## Tekstfragment

De klimatologische omstandigheden pleegden regelmatig aanslagen op de gezondheidstoestand van het personeel. Zo waren er tussen 1903 en eind 1907 twaalf ingenieurs en 3 technische ambtenaren in dienst, echter nooit meer dan zes tegelijk.
Als pikant detail mag niet onvermeld blijven dat er bij gebrek aan werkkrachten ook gebruik gemaakt werd van enige gevluchte Franse déportés. Jaarlijks namen enige honderden ballingen de benen uit de strafkolonie Frans-Guyana, richting Suriname. Er is gepoogd enkelen van hen als arbeidskrachten in te schakelen, doorgaans zonder het gewenste resultaat: hun prestaties waren gering en zij maakten voortdurend ruzie. Slechts een enkeling bleek over voldoende doorzettingsvermogen te beschikken om het nodige geld te sparen voor de overtocht naar Amerika.

## Opdracht
Beantwoord de volgende vragen over het tekstfragment:
(a) Hoeveel ingenieurs waren er tussen 1903 en eind 1907 in dienst?
(b) Uit welke strafkolonie namen jaarlijks enige honderden ballingen de benen?
(c) Waarvoor spaarde een enkeling van hen het nodige geld?

[Fragmenten uit een dataset]
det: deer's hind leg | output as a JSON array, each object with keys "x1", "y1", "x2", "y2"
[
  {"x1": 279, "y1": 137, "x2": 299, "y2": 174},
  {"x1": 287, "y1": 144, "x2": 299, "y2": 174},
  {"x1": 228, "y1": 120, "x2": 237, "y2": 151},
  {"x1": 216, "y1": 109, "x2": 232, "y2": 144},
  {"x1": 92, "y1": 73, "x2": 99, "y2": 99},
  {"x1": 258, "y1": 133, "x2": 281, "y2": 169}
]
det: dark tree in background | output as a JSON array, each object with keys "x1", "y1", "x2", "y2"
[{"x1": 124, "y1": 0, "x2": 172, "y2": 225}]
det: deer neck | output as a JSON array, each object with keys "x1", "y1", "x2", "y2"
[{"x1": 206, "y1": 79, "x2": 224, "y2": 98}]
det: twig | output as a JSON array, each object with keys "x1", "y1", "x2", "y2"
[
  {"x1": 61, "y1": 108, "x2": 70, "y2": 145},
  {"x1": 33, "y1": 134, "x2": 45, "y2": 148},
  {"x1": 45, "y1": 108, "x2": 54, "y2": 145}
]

## Antwoord
(a) Twaalf.
(b) Uit Frans-Guyana.
(c) Voor de overtocht naar Amerika.